### GIVEN REQUEST
In the lines below, substitute "a single point for each instance" for every "one point per instance" and change nothing else.
============
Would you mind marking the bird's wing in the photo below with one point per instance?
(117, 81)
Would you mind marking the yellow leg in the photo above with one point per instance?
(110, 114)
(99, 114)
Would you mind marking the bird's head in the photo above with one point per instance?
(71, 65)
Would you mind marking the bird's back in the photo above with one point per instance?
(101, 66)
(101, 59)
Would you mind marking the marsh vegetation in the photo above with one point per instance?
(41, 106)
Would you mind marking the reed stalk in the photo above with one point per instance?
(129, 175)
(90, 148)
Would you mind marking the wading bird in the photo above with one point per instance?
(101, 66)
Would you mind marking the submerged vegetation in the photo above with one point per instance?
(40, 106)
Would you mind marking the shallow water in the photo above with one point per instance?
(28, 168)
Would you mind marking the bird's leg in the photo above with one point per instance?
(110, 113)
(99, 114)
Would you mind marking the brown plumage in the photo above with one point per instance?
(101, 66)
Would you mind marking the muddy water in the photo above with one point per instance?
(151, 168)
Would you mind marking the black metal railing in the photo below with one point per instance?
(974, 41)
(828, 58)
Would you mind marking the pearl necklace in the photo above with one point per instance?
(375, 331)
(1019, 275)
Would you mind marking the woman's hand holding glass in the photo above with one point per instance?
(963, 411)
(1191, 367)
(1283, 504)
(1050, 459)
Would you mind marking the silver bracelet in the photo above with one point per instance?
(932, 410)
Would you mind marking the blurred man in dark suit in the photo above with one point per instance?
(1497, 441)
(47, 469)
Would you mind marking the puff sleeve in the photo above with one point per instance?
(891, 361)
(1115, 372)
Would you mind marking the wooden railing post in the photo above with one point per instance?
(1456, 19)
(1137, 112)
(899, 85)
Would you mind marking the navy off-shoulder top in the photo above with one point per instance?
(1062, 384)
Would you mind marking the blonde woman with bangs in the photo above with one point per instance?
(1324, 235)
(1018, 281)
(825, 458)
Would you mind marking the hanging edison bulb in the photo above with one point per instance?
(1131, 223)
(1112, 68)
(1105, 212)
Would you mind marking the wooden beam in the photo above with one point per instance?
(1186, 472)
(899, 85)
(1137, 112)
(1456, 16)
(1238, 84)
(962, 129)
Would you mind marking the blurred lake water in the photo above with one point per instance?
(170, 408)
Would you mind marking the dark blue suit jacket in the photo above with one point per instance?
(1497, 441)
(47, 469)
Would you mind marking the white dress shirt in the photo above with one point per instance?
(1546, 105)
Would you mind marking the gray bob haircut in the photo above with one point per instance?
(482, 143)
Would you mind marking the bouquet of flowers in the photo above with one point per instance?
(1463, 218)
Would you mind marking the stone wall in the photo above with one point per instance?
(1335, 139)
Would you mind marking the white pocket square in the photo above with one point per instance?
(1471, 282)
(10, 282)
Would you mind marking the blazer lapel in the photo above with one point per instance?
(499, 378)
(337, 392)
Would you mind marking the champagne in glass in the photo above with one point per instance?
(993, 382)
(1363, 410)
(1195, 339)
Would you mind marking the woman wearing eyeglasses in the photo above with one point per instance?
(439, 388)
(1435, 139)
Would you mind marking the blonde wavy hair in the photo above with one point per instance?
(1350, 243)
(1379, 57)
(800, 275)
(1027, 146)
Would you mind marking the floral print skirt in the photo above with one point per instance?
============
### CORRECT RESPONSE
Would you mind marking the bird's wing in the photo below with a single point for each instance?
(117, 81)
Would you mind marking the yellow leg in the photo above with a single point for each instance?
(110, 114)
(99, 114)
Would you mind marking the bird's head in the photo above with a single point for each instance?
(71, 65)
Would you mind marking the bird's back in the photo above with a single point for each instance?
(101, 66)
(101, 59)
Would you mind marking the marsh vegetation in the photo above with a single point for each instance?
(41, 106)
Would you mind marking the reed stalk in the photo above with a single point for each instance?
(129, 175)
(90, 148)
Would you mind marking the wading bird in the photo above with a single point for each instance?
(101, 66)
Would you mind marking the submerged vegetation in the photo above with a single point for each instance?
(40, 106)
Would you mind marking the shallow water in the photo above with a single point for each instance?
(28, 168)
Would you mind marking the bird's leg in the photo above with a single point for each instance?
(110, 113)
(99, 114)
Would you mind marking the brown plumage in the photo above with a single point for each instance?
(101, 66)
Would you mind marking the muddy water in the photo above with a single point for each instance?
(151, 168)
Would you mind marking the black metal railing in the photo below with a single point for each instance?
(974, 41)
(828, 58)
Would you mind marking the pearl necklace in the photo above with a single point for each instance?
(375, 331)
(1019, 275)
Would you mind marking the woman's hand holding glass in the photo above with a single point for each instance?
(963, 411)
(1191, 367)
(1283, 504)
(1050, 459)
Would you mind marking the silver bracelet in the photo above with a single point for each instance?
(932, 410)
Would you mind marking the blurred man in dark suit in the photo above with a single point for each instance?
(1497, 441)
(47, 469)
Would you mind marking the puff sleeve in the photo above with a single point for each instance?
(891, 361)
(1115, 372)
Would you mind marking the wooden railing post in the photo above with a single point for each instance?
(1456, 19)
(1137, 112)
(899, 85)
Would you mind marking the navy off-shoulder top in the photo above with a single point for each instance?
(1062, 384)
Would you mind marking the blonde woman with bangs in the photo above with a single point for each instance?
(1324, 235)
(1018, 281)
(825, 458)
Would you mind marking the hanging edison bulb in the photo above with a single point for each instance?
(1131, 223)
(1112, 68)
(1105, 212)
Would you mind marking the wooden beam in the photo above with a single point for each instance?
(1186, 472)
(899, 85)
(1137, 112)
(1456, 16)
(1238, 84)
(962, 129)
Would you mind marking the blurred lake water in the photo above with a single point for each instance?
(170, 408)
Would you mind marking the dark blue suit jacket in the photo above with a single point for each instance?
(1497, 441)
(47, 469)
Would you mind marking the white dress shirt in the photo above with a single point for each instance?
(1546, 105)
Would you mind marking the gray bob haircut in the photo above with a single point for each instance?
(482, 143)
Would you mind marking the bouquet of flowers in the photo above with a single point for each instance?
(1463, 218)
Would you mind marking the stone wall in the photo above with a single point for each instance?
(1335, 139)
Would you mind marking the white pocket square in the photo above with a single point for each instance?
(1471, 282)
(10, 282)
Would you mind marking the blazer lapel in the photo above with a single point for each instance?
(499, 378)
(337, 392)
Would you mind marking the champagne in glass in the photo above with a single point for each instance?
(993, 382)
(1363, 410)
(1195, 339)
Would you mind marking the woman wearing eyeglasses in the photo above with a single point for each instance?
(439, 388)
(1435, 139)
Would you mind marking the blonde wavy hair in the photo above with a single point for each instance?
(1350, 243)
(1379, 57)
(800, 275)
(1027, 146)
Would you mind marking the floral print skirt in the photo above with a single point for each instance?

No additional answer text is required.